__Action item__:
Reproduce the review of Doctors to Be below in full, word for word.

__Text under study__:
/---

There were plenty of tips on offer for jobseekers generally. Help yourself from this catalogue of wince-inducing porkies: 'I spend a lot of time reading Shakespeare', 'I think my Duke of Edinburgh Award was really character-building' etc. Also, if asked to describe your failings, simply describe one of your attributes, only with a furrowed brow. 'Perhaps I want to get things too perfect,' mused one student, nobly putting herself down.
The reason people want to become doctors is patent enough: by all accounts, medical school is a five-year toga party, just briefly interrupted by Rag Week. And this is, in fact, the only sensible way to prepare for a working life in which people are expected to work 75-hour shifts. Doctors to Be was a bit weighed down with its concern about this, using the flip between now and then to furnish us with a sense of wrecked idealism. Whereas what we viewers were bursting to see was groups of wrecked student doctors, crazed with smuggled pharmaceuticals, doing appalling things to laboratory cadavers.
Still, some pro-NHS points were scored. Juliet Stevenson, doing the voice-over, warned us that if ever we end up in casualty, the chances are our needs will be seen to by 'a tired 25 year-old, one year out of medical school'. You can see the disadvantages. Then again, as the programme amply demonstrated, it is still a better prospect than being attended to by an enthusiastic 17-year-old who has only just sent off their UCCA form.

\---

__Data listing__:
/---

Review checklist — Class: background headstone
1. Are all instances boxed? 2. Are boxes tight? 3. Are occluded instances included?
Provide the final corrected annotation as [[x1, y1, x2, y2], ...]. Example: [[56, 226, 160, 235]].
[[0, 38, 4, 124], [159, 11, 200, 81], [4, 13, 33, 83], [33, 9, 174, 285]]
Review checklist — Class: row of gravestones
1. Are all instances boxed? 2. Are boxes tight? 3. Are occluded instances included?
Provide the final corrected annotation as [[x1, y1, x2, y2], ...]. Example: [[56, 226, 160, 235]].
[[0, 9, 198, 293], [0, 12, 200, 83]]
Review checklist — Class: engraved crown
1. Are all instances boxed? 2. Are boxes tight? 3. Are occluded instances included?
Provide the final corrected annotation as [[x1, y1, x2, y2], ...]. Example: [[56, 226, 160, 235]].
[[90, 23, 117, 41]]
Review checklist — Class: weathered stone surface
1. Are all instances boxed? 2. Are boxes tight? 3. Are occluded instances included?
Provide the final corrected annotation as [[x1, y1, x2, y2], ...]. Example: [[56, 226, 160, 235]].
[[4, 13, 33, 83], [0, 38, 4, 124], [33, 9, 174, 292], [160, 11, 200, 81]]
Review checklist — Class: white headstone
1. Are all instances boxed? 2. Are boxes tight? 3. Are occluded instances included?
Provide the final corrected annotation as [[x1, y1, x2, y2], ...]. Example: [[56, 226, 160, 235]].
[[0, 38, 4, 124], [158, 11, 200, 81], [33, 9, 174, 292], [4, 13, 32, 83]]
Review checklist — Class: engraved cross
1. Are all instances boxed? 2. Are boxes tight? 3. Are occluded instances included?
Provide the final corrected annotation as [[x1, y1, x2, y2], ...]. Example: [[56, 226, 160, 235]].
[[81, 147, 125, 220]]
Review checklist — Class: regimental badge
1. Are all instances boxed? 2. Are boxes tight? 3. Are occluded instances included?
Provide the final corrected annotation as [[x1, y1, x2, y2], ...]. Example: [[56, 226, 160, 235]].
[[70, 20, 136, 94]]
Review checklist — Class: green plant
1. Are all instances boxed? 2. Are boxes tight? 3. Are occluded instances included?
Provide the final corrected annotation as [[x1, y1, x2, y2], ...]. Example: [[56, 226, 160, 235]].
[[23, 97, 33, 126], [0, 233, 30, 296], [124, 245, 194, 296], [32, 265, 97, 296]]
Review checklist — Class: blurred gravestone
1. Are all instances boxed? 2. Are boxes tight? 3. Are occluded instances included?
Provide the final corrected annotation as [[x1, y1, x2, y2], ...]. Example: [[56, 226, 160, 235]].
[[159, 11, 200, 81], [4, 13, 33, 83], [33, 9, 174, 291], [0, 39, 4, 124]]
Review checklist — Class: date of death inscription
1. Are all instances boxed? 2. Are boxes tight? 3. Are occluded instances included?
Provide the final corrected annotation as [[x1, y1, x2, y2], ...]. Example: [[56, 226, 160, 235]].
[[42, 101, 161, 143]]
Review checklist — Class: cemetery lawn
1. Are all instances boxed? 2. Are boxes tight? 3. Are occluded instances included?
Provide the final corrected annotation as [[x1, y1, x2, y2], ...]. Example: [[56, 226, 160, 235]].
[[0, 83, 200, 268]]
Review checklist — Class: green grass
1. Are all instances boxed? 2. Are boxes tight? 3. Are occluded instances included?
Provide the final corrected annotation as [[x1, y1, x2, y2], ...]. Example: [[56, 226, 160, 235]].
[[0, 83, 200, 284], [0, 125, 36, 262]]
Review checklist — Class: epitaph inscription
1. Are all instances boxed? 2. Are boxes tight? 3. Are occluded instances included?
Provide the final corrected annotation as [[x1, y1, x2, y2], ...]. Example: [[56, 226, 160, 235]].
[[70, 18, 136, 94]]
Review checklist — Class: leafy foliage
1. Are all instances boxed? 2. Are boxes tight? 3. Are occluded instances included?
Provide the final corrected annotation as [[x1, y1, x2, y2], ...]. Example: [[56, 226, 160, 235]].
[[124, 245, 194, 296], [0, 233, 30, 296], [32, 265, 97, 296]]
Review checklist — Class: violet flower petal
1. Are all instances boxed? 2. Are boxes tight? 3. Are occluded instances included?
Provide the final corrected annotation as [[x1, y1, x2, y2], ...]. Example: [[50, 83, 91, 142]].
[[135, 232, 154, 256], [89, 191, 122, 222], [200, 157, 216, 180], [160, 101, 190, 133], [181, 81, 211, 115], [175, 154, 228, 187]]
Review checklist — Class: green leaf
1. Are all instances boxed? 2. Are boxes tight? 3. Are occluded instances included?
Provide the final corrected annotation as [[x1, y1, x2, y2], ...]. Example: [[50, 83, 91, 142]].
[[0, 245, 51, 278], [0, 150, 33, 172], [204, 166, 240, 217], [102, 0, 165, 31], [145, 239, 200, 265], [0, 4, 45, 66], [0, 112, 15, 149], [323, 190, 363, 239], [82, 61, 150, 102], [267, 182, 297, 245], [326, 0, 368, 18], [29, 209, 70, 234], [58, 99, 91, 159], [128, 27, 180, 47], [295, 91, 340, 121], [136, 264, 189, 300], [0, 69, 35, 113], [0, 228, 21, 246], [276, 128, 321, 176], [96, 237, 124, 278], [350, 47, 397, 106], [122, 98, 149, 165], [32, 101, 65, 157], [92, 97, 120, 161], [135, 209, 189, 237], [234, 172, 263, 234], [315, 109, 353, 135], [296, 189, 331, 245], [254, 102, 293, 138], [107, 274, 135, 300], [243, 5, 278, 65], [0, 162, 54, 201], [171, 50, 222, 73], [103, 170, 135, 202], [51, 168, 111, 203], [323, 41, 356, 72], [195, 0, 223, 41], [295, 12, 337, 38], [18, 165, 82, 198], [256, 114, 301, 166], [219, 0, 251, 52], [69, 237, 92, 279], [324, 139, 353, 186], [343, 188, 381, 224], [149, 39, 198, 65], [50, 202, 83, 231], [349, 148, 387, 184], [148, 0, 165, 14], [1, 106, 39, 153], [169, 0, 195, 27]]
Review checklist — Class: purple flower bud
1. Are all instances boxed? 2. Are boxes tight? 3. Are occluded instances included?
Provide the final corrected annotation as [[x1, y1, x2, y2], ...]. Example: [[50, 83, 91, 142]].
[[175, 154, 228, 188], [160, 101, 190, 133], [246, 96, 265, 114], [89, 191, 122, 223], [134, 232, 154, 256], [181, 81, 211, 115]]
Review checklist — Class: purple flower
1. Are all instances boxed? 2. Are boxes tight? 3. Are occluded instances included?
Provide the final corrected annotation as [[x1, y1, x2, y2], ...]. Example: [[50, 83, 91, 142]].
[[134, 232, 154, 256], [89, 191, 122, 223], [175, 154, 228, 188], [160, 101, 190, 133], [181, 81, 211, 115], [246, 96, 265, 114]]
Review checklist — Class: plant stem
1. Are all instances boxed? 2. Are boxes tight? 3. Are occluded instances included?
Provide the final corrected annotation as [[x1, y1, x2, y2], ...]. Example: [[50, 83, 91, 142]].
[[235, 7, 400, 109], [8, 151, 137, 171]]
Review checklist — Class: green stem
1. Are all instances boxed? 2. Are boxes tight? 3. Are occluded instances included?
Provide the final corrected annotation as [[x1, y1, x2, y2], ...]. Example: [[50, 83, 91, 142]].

\---

__Output of the exercise__:
There were plenty of tips on offer for jobseekers generally. Help yourself from this catalogue of wince-inducing porkies: 'I spend a lot of time reading Shakespeare', 'I think my Duke of Edinburgh Award was really character-building' etc. Also, if asked to describe your failings, simply describe one of your attributes, only with a furrowed brow. 'Perhaps I want to get things too perfect,' mused one student, nobly putting herself down.
The reason people want to become doctors is patent enough: by all accounts, medical school is a five-year toga party, just briefly interrupted by Rag Week. And this is, in fact, the only sensible way to prepare for a working life in which people are expected to work 75-hour shifts. Doctors to Be was a bit weighed down with its concern about this, using the flip between now and then to furnish us with a sense of wrecked idealism. Whereas what we viewers were bursting to see was groups of wrecked student doctors, crazed with smuggled pharmaceuticals, doing appalling things to laboratory cadavers.
Still, some pro-NHS points were scored. Juliet Stevenson, doing the voice-over, warned us that if ever we end up in casualty, the chances are our needs will be seen to by 'a tired 25 year-old, one year out of medical school'. You can see the disadvantages. Then again, as the programme amply demonstrated, it is still a better prospect than being attended to by an enthusiastic 17-year-old who has only just sent off their UCCA form.